(Excerpts of location labeling data)
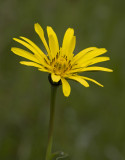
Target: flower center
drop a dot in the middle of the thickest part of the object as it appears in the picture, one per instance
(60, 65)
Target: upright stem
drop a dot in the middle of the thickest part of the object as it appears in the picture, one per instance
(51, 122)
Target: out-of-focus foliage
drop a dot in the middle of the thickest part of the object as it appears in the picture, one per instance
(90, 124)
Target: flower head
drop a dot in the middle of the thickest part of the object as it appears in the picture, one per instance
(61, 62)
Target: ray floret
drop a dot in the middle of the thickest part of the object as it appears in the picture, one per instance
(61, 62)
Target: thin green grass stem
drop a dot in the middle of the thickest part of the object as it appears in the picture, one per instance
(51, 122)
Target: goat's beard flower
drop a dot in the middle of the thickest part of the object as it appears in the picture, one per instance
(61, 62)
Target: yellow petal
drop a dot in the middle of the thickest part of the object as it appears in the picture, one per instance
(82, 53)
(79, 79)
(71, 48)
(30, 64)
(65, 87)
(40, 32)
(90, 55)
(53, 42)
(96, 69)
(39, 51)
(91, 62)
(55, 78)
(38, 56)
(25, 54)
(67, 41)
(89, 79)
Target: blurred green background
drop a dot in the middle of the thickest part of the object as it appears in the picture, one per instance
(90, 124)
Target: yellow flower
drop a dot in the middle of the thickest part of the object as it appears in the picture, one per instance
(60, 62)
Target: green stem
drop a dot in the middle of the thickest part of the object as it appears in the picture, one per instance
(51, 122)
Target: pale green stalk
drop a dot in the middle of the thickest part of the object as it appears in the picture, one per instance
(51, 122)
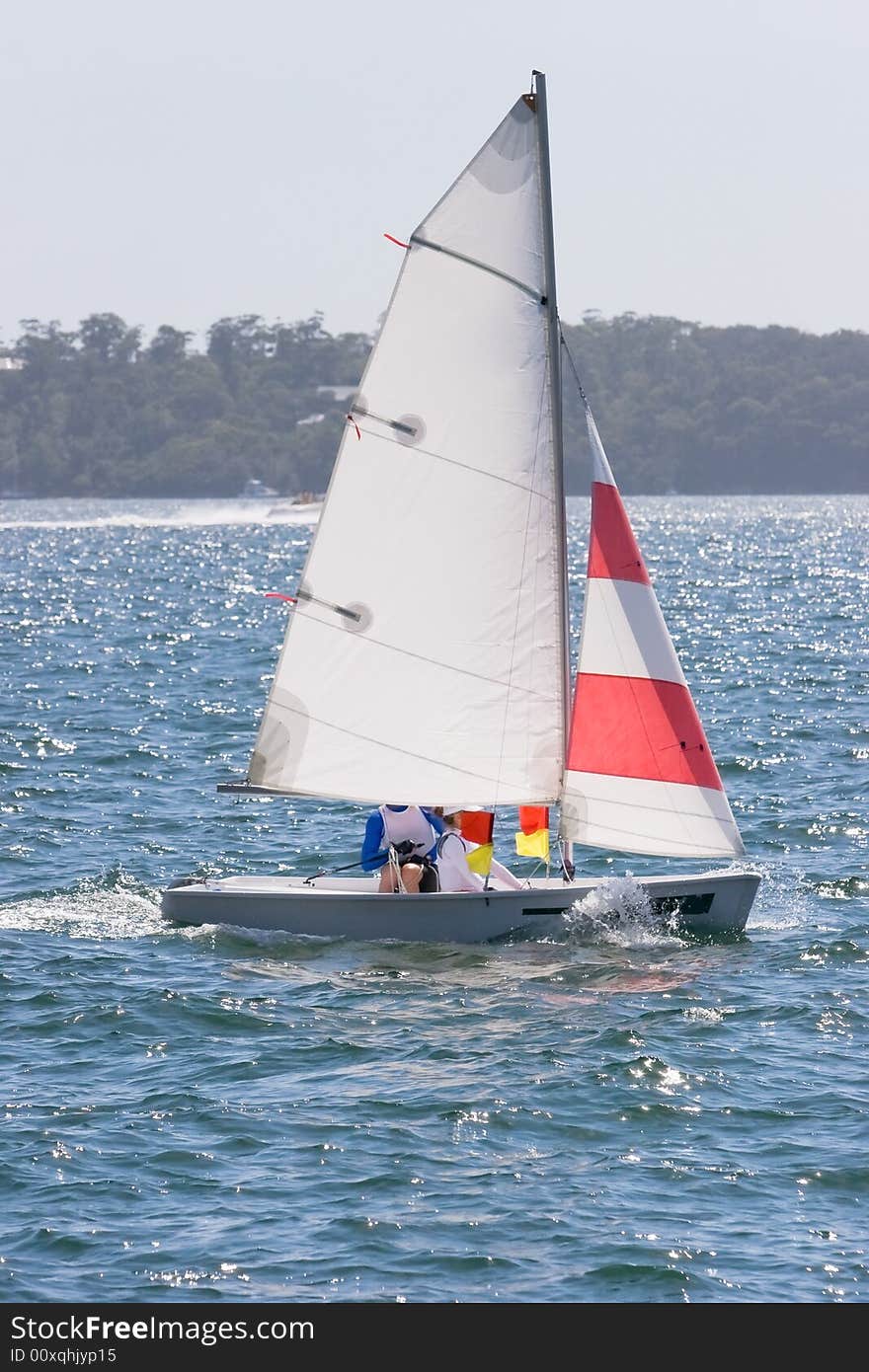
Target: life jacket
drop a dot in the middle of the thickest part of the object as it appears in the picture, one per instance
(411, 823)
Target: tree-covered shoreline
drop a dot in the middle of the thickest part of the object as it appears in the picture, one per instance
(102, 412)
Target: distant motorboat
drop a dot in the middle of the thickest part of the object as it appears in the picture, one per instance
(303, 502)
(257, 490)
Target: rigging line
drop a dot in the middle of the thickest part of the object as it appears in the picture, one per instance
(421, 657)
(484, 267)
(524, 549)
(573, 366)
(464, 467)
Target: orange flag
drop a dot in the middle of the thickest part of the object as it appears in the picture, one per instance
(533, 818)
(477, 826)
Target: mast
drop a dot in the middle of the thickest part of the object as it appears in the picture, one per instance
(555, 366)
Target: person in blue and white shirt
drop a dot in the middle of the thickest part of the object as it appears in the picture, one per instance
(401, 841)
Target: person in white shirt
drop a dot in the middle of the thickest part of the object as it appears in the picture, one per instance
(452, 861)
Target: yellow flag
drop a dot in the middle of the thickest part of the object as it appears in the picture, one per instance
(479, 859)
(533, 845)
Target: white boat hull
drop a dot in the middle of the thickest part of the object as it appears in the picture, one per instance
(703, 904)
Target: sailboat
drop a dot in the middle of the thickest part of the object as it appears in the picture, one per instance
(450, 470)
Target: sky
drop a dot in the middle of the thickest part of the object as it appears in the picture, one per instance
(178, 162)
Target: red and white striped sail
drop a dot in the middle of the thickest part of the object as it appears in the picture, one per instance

#### WHAT IS BEING ASKED:
Reproduce all of the material above word for word, leaving out the pictures.

#### ANSWER TO THE PROBLEM:
Target: flower center
drop a dot in the middle of the thickest part of the object as it appears in the picture, one per instance
(60, 65)
Target: upright stem
drop a dot in the middle of the thickest part of the object as it appears in the picture, one per instance
(51, 122)
Target: out-of-focus foliage
drop a dot in the middle of the thickest part of the object as it appears in the picture, one per instance
(90, 124)
Target: flower head
drop a dot in the middle of the thickest part of the object as it appears in the picture, one per instance
(61, 62)
Target: ray floret
drop a dot in the middle of the thickest part of the object as it appears in the picture, one per instance
(61, 62)
Target: thin green grass stem
drop a dot in the middle of the thickest part of the object as it appears in the picture, one per instance
(51, 122)
Target: goat's beard flower
drop a dot in the middle of the thickest part of the object as it appears in the picture, one per instance
(61, 62)
Target: yellow petal
drop a dot in the middle of the thickest part of the object as it appears in the picture, one per instance
(82, 53)
(79, 79)
(71, 48)
(30, 64)
(65, 87)
(40, 32)
(90, 55)
(53, 42)
(96, 69)
(39, 51)
(91, 62)
(55, 78)
(38, 56)
(25, 54)
(67, 41)
(89, 79)
Target: blurred green background
drop a dot in the middle of the thickest part of the object as it appears in the picture, one per instance
(90, 124)
Target: yellow flower
drop a dot in the middle of the thickest part of the object as it appears in the picture, one per instance
(60, 62)
Target: green stem
drop a dot in the middle of the thickest part of the object as it appears in the picture, one per instance
(51, 122)
Target: pale green stalk
drop a dot in the middle of the thickest part of the object as it appears in the picture, one per instance
(51, 122)
Target: life jacket
drop a dot in the middle of the thickest part of the object as it appears in the picture, one per instance
(411, 823)
Target: tree-covered shoreline
drop a dot in the middle of the thickest part of the object as it appears in the picture, one per instance
(102, 412)
Target: distant motorboat
drop a dot in the middle of the thickest part of the object as it appears in the picture, one per instance
(303, 502)
(257, 490)
Target: rigging line
drop a dot in the middle of the thickest part of the object as it appears in the picture, one per instance
(421, 657)
(484, 267)
(524, 549)
(573, 366)
(464, 467)
Target: orange flag
drop a dot in the middle of the thickest part of the object as it appears in the picture, one per instance
(533, 818)
(477, 826)
Target: mast
drop a dot in the middle of the thickest part of the object as it appears in the picture, one per instance
(555, 366)
Target: person in blue and white shirt
drop a dot in the middle of the thickest part of the object as it appears in the picture, one per instance
(401, 841)
Target: person in white shirt
drop a dot in the middle of the thickest part of the object as it appears in the picture, one per instance
(452, 861)
Target: yellow flag
drop a dot in the middle of the thickest part of the object as it appears in the picture, one per instance
(479, 859)
(533, 845)
Target: white boat hull
drop a dot in the middle of the thickest part of the object as it appears in the picture, one per instance
(703, 904)
Target: sailboat
drop a dot in the middle of the thickest part of the object as it appears in the picture, one per instance
(450, 470)
Target: sky
drop a dot in the middle of the thickest part of the object as it appears in the picture, one per instance
(178, 162)
Target: red and white striped sail
drop a dot in the middle of the thickest part of the object as it appears in the picture, one per instance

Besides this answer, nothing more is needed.